__What the exercise asks__.
Extract every one of the rows below and copy them exactly, line for line, leaving out the pictures.

-------- Records

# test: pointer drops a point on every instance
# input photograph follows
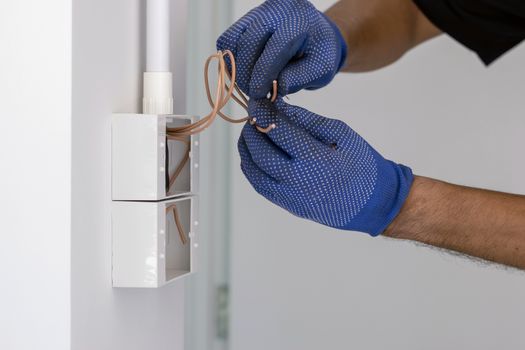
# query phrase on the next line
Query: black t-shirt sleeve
(488, 27)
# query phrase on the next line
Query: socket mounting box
(143, 159)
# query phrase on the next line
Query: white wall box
(143, 159)
(149, 248)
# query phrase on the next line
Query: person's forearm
(481, 223)
(378, 32)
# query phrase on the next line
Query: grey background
(299, 285)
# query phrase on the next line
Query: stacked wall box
(147, 250)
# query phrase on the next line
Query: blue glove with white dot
(320, 169)
(285, 40)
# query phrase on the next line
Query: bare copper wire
(226, 89)
(180, 229)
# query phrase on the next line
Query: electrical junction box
(155, 179)
(144, 159)
(150, 249)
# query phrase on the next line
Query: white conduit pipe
(158, 95)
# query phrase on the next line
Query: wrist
(420, 211)
(341, 40)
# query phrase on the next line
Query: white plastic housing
(158, 94)
(139, 157)
(147, 249)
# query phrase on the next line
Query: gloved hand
(320, 169)
(285, 40)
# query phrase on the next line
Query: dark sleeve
(488, 27)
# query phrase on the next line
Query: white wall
(297, 285)
(108, 59)
(35, 76)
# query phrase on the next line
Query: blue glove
(284, 40)
(320, 169)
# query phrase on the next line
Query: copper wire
(180, 229)
(226, 89)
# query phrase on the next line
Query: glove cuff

----------------

__Complete output__.
# test: pointer drops a point on every instance
# input photograph follows
# query phrase on the next line
Query: black t-shirt sleeve
(488, 27)
# query phrase on the next line
Query: socket mounting box
(143, 159)
# query phrase on the next line
Query: white wall box
(143, 159)
(149, 248)
# query phrase on the next line
Query: person's forearm
(481, 223)
(378, 32)
# query phrase on the next line
Query: grey background
(299, 285)
# query phrase on the next line
Query: stacked wall box
(147, 250)
# query phrase on the next line
Query: blue glove with white dot
(320, 169)
(285, 40)
# query phrase on the next line
Query: bare copper wire
(226, 89)
(180, 229)
# query phrase on the next line
Query: electrical junction box
(155, 179)
(144, 159)
(150, 249)
# query phrase on the next line
Query: white conduit pipe
(158, 95)
# query phrase on the next line
Query: wrist
(420, 211)
(341, 40)
# query phrase on the next line
Query: white plastic housing
(158, 94)
(139, 157)
(147, 249)
# query phrase on the next line
Query: gloved hand
(320, 169)
(285, 40)
# query phrase on the next line
Query: dark sleeve
(488, 27)
# query phrase on the next line
Query: white wall
(297, 285)
(108, 59)
(35, 76)
# query phrase on the next line
Query: blue glove
(284, 40)
(320, 169)
# query phrase on the next line
Query: copper wire
(180, 229)
(226, 89)
# query phrase on the next line
Query: glove cuff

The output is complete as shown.